YOUR INSTRUCTIONS:
Give again exactly the lines that stretch from the one with "deposit in the photo above." to the end of the data below, including both of those lines and nothing else.

DATASET EXTRACT:
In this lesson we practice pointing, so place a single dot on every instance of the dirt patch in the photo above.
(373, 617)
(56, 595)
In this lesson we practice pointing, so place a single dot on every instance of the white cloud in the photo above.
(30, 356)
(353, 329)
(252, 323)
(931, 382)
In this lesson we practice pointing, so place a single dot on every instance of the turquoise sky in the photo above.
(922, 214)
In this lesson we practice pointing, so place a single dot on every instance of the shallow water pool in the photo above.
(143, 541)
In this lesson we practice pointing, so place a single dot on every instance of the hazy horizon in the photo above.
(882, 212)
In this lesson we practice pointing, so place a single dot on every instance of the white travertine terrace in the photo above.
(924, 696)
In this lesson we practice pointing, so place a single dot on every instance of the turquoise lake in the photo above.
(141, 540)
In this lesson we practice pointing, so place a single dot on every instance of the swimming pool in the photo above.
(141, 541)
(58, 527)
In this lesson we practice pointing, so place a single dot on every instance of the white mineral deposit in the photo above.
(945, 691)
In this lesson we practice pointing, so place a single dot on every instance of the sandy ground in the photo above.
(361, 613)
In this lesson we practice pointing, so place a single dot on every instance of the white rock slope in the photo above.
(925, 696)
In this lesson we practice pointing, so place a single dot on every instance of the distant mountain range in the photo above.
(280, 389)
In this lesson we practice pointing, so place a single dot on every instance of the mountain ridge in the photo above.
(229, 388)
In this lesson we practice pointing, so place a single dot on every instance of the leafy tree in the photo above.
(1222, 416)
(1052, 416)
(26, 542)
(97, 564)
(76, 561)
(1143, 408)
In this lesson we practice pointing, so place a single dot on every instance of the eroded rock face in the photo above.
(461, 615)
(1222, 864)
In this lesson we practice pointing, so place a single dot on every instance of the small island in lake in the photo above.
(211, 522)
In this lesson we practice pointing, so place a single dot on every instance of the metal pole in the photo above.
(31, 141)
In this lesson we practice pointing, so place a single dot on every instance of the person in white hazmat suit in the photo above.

OUTPUT OF THE EXERCISE:
In this lesson we practice pointing, so place a single dot on every instance of the white mineral deposit in the photo above.
(945, 691)
In this lesson we practice pointing, so place a single dot on every instance of the sandy ground in the photo above.
(361, 613)
In this lesson we practice pointing, so place a single dot on every instance of the white rock slope in the photo above.
(925, 696)
In this lesson we practice pointing, so place a single dot on every instance of the distant mountain range in the photo above.
(280, 389)
In this lesson we practice pointing, so place a single dot on every instance of the mountain ridge in the photo above.
(229, 388)
In this lesson we practice pointing, so place a single dot on every instance of the leafy tree in the photo above.
(1222, 416)
(1052, 416)
(26, 542)
(97, 564)
(76, 561)
(1143, 408)
In this lesson we practice pointing, so place a single dot on every instance of the eroded rock face in the photo above.
(461, 615)
(1222, 864)
In this lesson we practice pointing, so place a single dot on every instance of the small island in lake in the photo above.
(211, 522)
In this lesson we practice pointing, so place a single dot on every instance of the metal pole in the photo above.
(31, 141)
In this lesson we practice pointing, so place a single dot on every instance of the person in white hazmat suit in the photo above.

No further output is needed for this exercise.